<<<<

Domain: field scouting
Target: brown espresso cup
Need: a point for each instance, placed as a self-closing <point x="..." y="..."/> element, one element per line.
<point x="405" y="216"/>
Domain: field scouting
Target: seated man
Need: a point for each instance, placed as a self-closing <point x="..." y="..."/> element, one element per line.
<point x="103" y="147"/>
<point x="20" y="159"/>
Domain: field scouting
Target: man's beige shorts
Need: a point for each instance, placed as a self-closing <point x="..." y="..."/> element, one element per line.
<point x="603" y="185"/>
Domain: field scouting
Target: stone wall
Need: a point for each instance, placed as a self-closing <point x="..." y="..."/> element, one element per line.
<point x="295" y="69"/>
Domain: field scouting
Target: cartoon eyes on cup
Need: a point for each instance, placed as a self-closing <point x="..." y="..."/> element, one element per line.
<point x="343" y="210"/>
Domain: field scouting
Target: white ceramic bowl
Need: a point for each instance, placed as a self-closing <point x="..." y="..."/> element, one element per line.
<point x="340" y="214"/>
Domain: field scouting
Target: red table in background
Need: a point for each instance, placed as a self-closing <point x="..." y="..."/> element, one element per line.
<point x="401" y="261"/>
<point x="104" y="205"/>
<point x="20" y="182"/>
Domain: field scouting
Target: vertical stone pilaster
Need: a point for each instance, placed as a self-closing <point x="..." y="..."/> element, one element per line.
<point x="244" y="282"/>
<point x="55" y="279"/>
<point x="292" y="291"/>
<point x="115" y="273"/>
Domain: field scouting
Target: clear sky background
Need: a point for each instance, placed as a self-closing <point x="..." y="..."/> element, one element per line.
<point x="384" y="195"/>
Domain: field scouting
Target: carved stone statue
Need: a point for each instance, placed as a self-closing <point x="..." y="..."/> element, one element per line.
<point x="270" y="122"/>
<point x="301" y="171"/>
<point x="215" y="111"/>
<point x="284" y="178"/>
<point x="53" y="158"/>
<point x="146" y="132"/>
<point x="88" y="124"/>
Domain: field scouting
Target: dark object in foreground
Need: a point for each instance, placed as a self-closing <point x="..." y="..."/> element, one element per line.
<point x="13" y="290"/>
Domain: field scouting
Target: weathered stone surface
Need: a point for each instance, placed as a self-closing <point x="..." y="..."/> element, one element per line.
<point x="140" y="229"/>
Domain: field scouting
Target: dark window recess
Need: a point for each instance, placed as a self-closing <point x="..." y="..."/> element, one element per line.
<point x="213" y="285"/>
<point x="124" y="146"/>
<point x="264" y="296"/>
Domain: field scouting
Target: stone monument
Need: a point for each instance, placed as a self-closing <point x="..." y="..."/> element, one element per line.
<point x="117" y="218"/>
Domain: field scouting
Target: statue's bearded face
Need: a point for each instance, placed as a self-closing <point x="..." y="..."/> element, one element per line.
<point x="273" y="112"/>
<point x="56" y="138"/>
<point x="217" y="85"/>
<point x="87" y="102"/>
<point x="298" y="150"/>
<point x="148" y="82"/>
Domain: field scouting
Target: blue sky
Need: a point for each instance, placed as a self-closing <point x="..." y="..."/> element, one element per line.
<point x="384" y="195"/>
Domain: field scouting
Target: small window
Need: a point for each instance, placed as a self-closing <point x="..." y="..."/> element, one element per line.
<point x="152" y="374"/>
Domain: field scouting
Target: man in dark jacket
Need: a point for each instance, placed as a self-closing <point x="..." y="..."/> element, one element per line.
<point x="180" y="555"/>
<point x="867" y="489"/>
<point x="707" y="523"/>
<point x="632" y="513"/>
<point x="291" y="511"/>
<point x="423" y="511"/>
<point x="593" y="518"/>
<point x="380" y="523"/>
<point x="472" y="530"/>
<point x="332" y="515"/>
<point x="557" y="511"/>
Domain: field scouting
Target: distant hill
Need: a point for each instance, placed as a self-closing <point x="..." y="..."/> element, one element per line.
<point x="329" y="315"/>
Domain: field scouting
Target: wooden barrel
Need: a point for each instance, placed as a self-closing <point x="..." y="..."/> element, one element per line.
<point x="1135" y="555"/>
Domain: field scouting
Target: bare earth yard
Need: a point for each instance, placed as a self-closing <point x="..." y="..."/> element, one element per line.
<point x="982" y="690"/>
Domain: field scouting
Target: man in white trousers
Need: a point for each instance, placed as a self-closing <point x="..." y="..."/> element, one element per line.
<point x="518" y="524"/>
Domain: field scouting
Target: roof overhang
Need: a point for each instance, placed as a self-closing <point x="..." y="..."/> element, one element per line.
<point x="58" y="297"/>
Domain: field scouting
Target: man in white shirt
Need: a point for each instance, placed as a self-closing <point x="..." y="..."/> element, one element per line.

>>>>

§ Job
The listing above should be transcribed in full, exactly as written.

§ Output for this task
Domain: field scouting
Target: brown espresso cup
Need: a point for each instance, placed as a self-closing <point x="..." y="..."/> element, one element per line.
<point x="405" y="216"/>
Domain: field scouting
Target: seated man
Need: a point for each instance, placed as a self-closing <point x="..." y="..."/> element, one element per line.
<point x="103" y="147"/>
<point x="20" y="159"/>
Domain: field scouting
Target: man's beige shorts
Need: a point for each instance, placed as a self-closing <point x="..." y="..."/> element, one element per line.
<point x="603" y="185"/>
Domain: field scouting
Target: stone wall
Need: a point for each instance, placed as a self-closing <point x="..." y="..."/> element, one element per line.
<point x="295" y="69"/>
Domain: field scouting
Target: cartoon eyes on cup
Need: a point for each instance, placed as a self-closing <point x="..." y="..."/> element, one element per line.
<point x="343" y="210"/>
Domain: field scouting
Target: white ceramic bowl
Need: a point for each instance, placed as a self-closing <point x="..." y="..."/> element, one element per line.
<point x="340" y="214"/>
Domain: field scouting
Target: red table in background
Need: a point for each instance, placed as a self-closing <point x="..." y="..."/> element, one element per line.
<point x="401" y="261"/>
<point x="104" y="205"/>
<point x="20" y="182"/>
Domain: field scouting
Target: vertical stone pilaster
Need: a point for each instance, placed as a self-closing <point x="..." y="..."/> element, one element per line.
<point x="244" y="282"/>
<point x="55" y="279"/>
<point x="292" y="291"/>
<point x="115" y="273"/>
Domain: field scouting
Target: clear sky background
Need: a point for each instance, placed as a self-closing <point x="..." y="..."/> element, one element per line.
<point x="384" y="195"/>
Domain: field scouting
Target: carved stone statue
Need: a point for each instance, placed as a self-closing <point x="..." y="..."/> element, one element per line.
<point x="270" y="122"/>
<point x="301" y="171"/>
<point x="215" y="111"/>
<point x="284" y="178"/>
<point x="53" y="158"/>
<point x="146" y="132"/>
<point x="88" y="124"/>
Domain: field scouting
Target: dark object in foreground
Need: a point for each instance, placed as a self-closing <point x="..." y="..."/> element, one element per line.
<point x="13" y="290"/>
Domain: field scouting
Target: weathered stone surface
Need: a point for each instance, placed as a self-closing <point x="..." y="..."/> element, one element per line.
<point x="140" y="229"/>
Domain: field scouting
Target: dark window recess
Need: a point for each instance, placed as a self-closing <point x="..." y="..."/> element, one element per line.
<point x="213" y="285"/>
<point x="124" y="146"/>
<point x="264" y="296"/>
Domain: field scouting
Target: stone monument
Need: a point for each instance, placed as a self-closing <point x="..." y="..."/> element, one element per line.
<point x="117" y="218"/>
Domain: field scouting
Target: statue's bearded face
Need: a point for each instance, placed as a self-closing <point x="..." y="..."/> element, one element per line.
<point x="273" y="112"/>
<point x="56" y="138"/>
<point x="217" y="85"/>
<point x="87" y="102"/>
<point x="298" y="150"/>
<point x="148" y="82"/>
Domain: field scouting
Target: blue sky
Need: a point for each instance, placed as a self-closing <point x="..." y="..."/> element, one element per line.
<point x="384" y="195"/>
Domain: field scouting
Target: small window
Need: a point for each instance, placed as a self-closing <point x="..." y="..."/> element, one element per line.
<point x="152" y="374"/>
Domain: field scouting
Target: man in dark jacket
Need: a point for each instance, placed as a self-closing <point x="..." y="..."/> element, one element per line.
<point x="180" y="555"/>
<point x="867" y="489"/>
<point x="707" y="523"/>
<point x="632" y="513"/>
<point x="291" y="511"/>
<point x="423" y="511"/>
<point x="593" y="518"/>
<point x="380" y="523"/>
<point x="472" y="530"/>
<point x="332" y="515"/>
<point x="557" y="511"/>
Domain: field scouting
Target: distant hill
Need: a point for each instance, placed as a self-closing <point x="..." y="..."/> element, one element per line.
<point x="329" y="315"/>
Domain: field scouting
Target: wooden barrel
Need: a point for each instance, placed as a self-closing <point x="..." y="..."/> element, one element per line.
<point x="1135" y="555"/>
Domain: field scouting
Target: bare earth yard
Need: a point for each instance, placed as a self-closing <point x="..." y="..."/> element, one element per line.
<point x="982" y="690"/>
Domain: field scouting
Target: man in white trousers
Need: a point for each instance, placed as a self-closing <point x="..." y="..."/> element, one element per line.
<point x="518" y="524"/>
Domain: field scouting
Target: roof overhang
Need: a point for each instance, placed as a self-closing <point x="..." y="..."/> element, one element per line.
<point x="58" y="297"/>
Domain: field scouting
Target: man in white shirt
Need: a point for each instance, placed as a self-closing <point x="..." y="..."/> element, one element per line.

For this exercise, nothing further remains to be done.